What is expected >> Reprint the whole of the data exactly.

Records from a data source

= = =

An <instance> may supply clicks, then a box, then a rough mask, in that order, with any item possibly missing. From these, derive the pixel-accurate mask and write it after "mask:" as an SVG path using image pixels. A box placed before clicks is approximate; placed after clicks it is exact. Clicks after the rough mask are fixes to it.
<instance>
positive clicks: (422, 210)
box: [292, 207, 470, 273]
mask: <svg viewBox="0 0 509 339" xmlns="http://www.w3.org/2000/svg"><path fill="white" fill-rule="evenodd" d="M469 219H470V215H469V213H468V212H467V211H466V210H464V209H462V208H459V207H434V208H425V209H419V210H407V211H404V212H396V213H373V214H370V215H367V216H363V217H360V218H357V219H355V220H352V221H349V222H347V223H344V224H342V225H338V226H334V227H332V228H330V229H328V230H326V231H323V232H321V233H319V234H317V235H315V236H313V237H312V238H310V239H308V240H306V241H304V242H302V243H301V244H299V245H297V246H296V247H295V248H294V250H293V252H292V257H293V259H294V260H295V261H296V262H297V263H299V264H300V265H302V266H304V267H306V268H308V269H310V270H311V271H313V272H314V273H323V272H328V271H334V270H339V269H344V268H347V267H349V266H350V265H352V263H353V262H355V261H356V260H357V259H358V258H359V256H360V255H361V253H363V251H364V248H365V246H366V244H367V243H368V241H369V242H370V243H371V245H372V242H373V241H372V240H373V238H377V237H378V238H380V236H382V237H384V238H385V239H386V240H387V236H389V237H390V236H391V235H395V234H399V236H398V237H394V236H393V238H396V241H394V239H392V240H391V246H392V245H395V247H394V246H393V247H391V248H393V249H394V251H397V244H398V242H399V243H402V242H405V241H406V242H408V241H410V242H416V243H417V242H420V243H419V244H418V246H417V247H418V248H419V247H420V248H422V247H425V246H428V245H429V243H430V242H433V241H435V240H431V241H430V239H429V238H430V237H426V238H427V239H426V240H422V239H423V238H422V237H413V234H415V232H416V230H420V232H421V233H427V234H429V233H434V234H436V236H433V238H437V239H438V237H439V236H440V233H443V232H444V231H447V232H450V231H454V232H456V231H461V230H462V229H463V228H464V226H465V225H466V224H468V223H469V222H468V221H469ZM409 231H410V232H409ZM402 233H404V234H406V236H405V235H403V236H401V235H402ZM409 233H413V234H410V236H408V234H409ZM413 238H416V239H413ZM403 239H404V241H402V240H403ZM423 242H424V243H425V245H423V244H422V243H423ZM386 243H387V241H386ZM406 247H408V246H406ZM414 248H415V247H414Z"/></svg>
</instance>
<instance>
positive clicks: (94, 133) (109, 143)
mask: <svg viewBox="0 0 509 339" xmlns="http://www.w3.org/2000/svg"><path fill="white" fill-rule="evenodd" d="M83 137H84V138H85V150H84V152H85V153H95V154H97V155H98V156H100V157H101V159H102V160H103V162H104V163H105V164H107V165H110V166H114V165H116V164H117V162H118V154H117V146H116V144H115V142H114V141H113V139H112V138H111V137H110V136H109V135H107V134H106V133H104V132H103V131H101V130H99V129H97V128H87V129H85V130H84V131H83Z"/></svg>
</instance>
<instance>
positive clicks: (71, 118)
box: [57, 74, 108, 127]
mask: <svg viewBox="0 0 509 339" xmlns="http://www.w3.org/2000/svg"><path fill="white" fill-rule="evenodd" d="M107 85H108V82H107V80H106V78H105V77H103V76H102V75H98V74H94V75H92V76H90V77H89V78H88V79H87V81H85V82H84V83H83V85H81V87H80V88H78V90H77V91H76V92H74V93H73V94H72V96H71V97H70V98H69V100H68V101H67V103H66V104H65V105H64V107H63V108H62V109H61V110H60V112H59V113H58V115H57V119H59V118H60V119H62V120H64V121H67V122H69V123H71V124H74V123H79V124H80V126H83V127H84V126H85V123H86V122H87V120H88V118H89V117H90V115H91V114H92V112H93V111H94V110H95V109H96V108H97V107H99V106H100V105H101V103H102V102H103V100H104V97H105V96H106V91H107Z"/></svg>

= = =

Result of this exercise >>
An <instance> may supply clicks, then a box, then a rough mask, in that order, with any item possibly missing. From these, derive the pixel-accurate mask and write it after "mask:" as an SVG path using image pixels. A box placed before clicks is approximate; placed after clicks it is exact. Clicks after the rough mask are fixes to it.
<instance>
positive clicks: (422, 210)
box: [292, 207, 470, 273]
mask: <svg viewBox="0 0 509 339" xmlns="http://www.w3.org/2000/svg"><path fill="white" fill-rule="evenodd" d="M469 219H470V215H469V213H468V212H467V211H466V210H464V209H462V208H459V207H434V208H425V209H419V210H407V211H404V212H396V213H373V214H370V215H367V216H363V217H360V218H357V219H355V220H352V221H349V222H347V223H344V224H342V225H338V226H334V227H332V228H330V229H328V230H326V231H323V232H321V233H319V234H317V235H315V236H313V237H312V238H310V239H308V240H306V241H304V242H302V243H301V244H299V245H297V246H296V247H295V248H294V250H293V252H292V257H293V259H294V260H295V261H296V262H297V263H299V264H300V265H302V266H304V267H306V268H308V269H310V270H311V271H313V272H314V273H323V272H328V271H334V270H339V269H344V268H347V267H349V266H350V265H352V263H353V262H355V261H356V260H357V259H358V258H359V256H360V255H361V253H363V251H364V248H365V246H366V244H367V243H368V241H369V242H370V243H371V245H372V242H373V241H372V240H373V238H377V237H378V238H380V236H382V237H384V238H385V239H386V240H387V236H389V237H390V236H391V235H395V234H399V236H398V237H394V236H393V238H396V241H394V239H392V240H391V246H392V245H395V247H394V246H393V247H391V248H393V249H394V251H397V244H398V242H399V243H402V242H405V241H406V242H408V241H410V242H416V243H417V242H420V243H419V244H418V246H417V247H418V248H419V247H420V248H422V247H425V246H428V245H429V243H430V242H433V241H435V240H431V241H430V239H429V238H430V237H426V238H427V239H426V240H422V239H423V238H422V237H413V234H415V232H416V230H420V232H421V233H427V234H429V233H434V234H436V236H433V238H437V239H438V237H439V236H440V233H443V232H444V231H447V232H450V231H454V232H456V231H461V230H462V229H463V228H464V226H465V225H466V224H468V223H469V222H468V221H469ZM409 231H410V232H409ZM402 233H404V234H406V236H405V235H403V236H401V235H402ZM409 233H413V234H410V236H408V234H409ZM413 238H416V239H413ZM403 239H404V241H402V240H403ZM423 242H424V243H425V245H423V244H422V243H423ZM386 243H387V241H386ZM406 247H408V246H406ZM414 248H415V247H414Z"/></svg>
</instance>
<instance>
positive clicks: (94, 133) (109, 143)
mask: <svg viewBox="0 0 509 339" xmlns="http://www.w3.org/2000/svg"><path fill="white" fill-rule="evenodd" d="M83 137H84V138H85V150H84V152H85V153H95V154H97V155H98V156H100V157H101V159H102V160H103V162H104V163H105V164H107V165H110V166H114V165H116V164H117V162H118V154H117V146H116V144H115V142H114V141H113V139H112V138H111V137H110V136H109V135H107V134H106V133H104V132H103V131H101V130H99V129H97V128H87V129H85V130H84V131H83Z"/></svg>
</instance>
<instance>
positive clicks: (71, 118)
box: [57, 74, 108, 127]
mask: <svg viewBox="0 0 509 339" xmlns="http://www.w3.org/2000/svg"><path fill="white" fill-rule="evenodd" d="M107 85H108V82H107V80H106V78H105V77H103V76H102V75H98V74H94V75H92V76H90V77H89V78H88V79H87V81H85V82H84V83H83V85H81V87H80V88H78V90H77V91H76V92H74V93H73V94H72V96H71V97H70V98H69V100H68V101H67V103H66V104H65V105H64V107H63V108H62V109H61V110H60V112H59V113H58V115H57V119H59V118H60V119H62V120H64V121H67V122H69V123H71V124H74V123H79V124H80V126H83V127H84V126H85V123H86V122H87V120H88V118H89V117H90V115H91V114H92V112H93V111H94V110H95V109H96V108H97V107H99V106H100V105H101V103H102V102H103V100H104V97H105V96H106V91H107Z"/></svg>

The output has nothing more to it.